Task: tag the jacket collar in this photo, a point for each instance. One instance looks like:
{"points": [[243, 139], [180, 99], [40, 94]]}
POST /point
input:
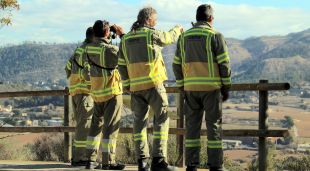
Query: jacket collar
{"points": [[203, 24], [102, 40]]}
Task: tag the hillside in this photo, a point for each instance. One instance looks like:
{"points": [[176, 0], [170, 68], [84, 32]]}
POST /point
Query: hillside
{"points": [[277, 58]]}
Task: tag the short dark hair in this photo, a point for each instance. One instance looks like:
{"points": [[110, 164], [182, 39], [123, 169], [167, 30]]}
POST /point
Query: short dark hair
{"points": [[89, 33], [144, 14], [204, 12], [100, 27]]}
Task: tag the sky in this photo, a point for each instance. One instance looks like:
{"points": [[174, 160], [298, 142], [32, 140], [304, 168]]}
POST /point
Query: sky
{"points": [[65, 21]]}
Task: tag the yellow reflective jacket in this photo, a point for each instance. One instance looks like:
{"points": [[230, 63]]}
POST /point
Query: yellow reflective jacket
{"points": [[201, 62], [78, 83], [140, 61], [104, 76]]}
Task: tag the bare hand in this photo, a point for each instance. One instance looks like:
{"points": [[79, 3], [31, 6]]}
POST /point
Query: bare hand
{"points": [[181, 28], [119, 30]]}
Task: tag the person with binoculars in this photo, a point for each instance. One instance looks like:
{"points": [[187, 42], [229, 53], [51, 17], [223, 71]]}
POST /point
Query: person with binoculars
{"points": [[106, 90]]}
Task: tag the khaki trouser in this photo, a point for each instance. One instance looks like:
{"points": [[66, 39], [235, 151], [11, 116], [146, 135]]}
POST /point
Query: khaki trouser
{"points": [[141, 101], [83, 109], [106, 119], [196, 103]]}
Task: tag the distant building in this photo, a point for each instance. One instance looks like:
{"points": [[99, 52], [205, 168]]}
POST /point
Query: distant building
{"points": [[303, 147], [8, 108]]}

EXERCISE DIRECTIONS:
Rewrite everything from the line containing "Task: tag the distant" down to the end of the records, requests included. Shift each point coordinate in the answers by adding 63, and leave the numbers in the requests unchanged.

SOLUTION:
Task: tag the distant building in this photo, a point for each instance. One instance looks like:
{"points": [[99, 52], [205, 168]]}
POST /point
Query: distant building
{"points": [[366, 210], [71, 171]]}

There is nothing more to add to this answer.